==== Record set ====

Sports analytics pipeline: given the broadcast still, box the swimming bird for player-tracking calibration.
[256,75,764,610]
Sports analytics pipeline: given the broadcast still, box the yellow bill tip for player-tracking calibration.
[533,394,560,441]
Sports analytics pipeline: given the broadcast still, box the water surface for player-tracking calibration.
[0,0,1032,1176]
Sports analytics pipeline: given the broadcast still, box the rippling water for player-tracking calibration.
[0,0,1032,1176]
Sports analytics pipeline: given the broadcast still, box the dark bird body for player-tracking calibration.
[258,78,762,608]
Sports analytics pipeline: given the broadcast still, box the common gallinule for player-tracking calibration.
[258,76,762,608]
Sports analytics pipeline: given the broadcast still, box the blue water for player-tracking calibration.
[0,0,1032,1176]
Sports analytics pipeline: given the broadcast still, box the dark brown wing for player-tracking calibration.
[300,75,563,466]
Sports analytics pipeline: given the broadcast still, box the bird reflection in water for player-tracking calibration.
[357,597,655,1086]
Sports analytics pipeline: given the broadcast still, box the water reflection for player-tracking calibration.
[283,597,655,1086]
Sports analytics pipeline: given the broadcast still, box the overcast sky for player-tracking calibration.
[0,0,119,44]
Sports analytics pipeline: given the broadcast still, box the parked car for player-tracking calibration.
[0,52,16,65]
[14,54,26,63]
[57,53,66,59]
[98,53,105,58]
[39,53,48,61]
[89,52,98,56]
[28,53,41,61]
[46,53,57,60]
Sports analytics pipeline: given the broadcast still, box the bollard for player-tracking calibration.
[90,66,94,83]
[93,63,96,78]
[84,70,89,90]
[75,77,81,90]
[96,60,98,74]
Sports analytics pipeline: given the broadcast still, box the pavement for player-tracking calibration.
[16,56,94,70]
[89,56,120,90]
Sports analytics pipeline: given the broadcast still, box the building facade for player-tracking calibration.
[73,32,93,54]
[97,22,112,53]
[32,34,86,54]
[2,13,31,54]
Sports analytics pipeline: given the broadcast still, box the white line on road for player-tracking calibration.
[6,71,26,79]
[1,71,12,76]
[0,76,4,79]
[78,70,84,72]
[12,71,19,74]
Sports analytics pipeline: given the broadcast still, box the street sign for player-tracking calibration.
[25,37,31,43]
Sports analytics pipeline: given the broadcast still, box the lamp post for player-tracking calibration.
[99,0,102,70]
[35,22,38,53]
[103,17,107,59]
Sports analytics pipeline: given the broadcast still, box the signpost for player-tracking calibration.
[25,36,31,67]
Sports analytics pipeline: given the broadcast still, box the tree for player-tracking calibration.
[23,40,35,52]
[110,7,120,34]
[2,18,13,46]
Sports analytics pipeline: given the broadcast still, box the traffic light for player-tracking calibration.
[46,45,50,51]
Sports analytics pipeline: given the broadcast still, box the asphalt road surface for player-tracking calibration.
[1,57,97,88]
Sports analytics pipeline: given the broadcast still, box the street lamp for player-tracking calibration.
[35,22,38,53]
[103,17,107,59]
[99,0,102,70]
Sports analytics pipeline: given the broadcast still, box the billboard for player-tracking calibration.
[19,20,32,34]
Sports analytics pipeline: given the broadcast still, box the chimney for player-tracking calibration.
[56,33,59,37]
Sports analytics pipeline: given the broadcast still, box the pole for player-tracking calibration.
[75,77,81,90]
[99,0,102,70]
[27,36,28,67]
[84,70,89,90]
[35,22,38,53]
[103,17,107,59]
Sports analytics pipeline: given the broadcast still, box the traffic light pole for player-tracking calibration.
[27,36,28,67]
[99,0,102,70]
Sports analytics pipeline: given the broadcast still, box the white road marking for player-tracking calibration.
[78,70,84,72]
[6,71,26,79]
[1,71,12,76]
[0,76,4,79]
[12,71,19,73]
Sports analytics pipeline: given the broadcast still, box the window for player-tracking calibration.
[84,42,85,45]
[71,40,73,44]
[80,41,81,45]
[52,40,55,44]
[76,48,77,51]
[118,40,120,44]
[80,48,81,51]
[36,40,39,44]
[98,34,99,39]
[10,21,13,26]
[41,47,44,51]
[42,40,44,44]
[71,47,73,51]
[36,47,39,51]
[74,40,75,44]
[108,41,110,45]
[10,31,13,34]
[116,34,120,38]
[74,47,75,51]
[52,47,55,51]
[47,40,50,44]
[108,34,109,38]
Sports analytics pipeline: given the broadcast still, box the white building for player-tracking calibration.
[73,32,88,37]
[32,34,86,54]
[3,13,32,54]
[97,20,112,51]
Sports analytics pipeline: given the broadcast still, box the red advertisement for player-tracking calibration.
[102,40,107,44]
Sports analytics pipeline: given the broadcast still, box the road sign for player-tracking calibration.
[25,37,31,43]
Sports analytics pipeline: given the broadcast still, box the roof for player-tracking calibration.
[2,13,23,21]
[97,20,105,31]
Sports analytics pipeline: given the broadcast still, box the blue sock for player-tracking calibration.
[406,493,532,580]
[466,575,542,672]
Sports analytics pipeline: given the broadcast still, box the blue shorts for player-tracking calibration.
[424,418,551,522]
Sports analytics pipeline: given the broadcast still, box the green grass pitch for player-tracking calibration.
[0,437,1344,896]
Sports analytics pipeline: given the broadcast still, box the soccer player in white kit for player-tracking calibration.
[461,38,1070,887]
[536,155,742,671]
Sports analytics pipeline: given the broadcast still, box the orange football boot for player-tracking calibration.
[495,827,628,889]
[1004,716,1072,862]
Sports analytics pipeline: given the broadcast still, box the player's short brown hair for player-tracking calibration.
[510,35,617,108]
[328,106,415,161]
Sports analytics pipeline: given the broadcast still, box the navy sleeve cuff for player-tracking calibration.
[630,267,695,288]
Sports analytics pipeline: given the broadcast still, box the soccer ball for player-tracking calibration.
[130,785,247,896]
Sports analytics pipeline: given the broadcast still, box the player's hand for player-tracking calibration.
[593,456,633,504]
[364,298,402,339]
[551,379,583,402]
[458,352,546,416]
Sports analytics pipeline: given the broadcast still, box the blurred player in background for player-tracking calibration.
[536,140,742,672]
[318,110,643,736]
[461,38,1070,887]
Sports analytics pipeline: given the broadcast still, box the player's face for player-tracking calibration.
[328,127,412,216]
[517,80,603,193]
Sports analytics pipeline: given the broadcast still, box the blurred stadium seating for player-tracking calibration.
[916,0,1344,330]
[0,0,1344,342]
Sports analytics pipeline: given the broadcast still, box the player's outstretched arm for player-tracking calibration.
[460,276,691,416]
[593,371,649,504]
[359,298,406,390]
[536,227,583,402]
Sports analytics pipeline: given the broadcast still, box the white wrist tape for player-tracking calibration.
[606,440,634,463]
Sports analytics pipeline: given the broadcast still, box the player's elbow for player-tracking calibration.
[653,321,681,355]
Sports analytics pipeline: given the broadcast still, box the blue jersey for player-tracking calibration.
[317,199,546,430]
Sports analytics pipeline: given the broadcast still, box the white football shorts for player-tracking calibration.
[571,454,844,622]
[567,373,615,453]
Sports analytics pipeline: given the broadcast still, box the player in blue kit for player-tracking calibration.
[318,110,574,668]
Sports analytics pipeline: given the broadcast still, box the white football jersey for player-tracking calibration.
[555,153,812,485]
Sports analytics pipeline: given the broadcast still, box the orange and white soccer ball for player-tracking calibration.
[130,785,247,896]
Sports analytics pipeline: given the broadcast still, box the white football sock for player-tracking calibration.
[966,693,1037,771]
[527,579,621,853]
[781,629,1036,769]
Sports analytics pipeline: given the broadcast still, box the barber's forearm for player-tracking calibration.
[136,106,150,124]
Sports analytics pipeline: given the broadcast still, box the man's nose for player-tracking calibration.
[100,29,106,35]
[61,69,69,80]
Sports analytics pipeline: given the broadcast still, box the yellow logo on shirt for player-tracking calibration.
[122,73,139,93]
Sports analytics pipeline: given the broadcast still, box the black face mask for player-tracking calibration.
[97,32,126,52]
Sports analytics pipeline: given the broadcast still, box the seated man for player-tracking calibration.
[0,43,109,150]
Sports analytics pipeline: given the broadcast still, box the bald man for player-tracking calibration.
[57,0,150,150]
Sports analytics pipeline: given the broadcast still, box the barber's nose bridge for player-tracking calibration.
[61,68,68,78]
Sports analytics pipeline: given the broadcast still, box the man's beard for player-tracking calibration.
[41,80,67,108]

====

Switch "black face mask" to "dark face mask" in the listing lines from the one containing "shirt for player-tracking calibration." through the end of the listing, and give only those lines with everything else unchanged.

> [Result for this exercise]
Sports analytics pipeline: given the broadcast still, box the yellow logo on shirt for player-tracking calibration.
[122,73,139,93]
Sports analytics pipeline: given the broadcast still, box the dark face mask for player-tracking calibration.
[97,32,126,52]
Sports analytics pipeline: given the broadcast still, box the seated man for player-tracking calibration.
[0,43,109,150]
Sports analytics pipeline: given the broadcast still, box the bald man for player-tracking calibration.
[57,0,150,150]
Sports analytics pipeline: given the broadcast still, box the barber's nose bridge for player-tracking calibration.
[61,68,68,78]
Sports analytics pipeline: given the broadcast still, box the man's beard for player-tracking calibration.
[41,80,67,108]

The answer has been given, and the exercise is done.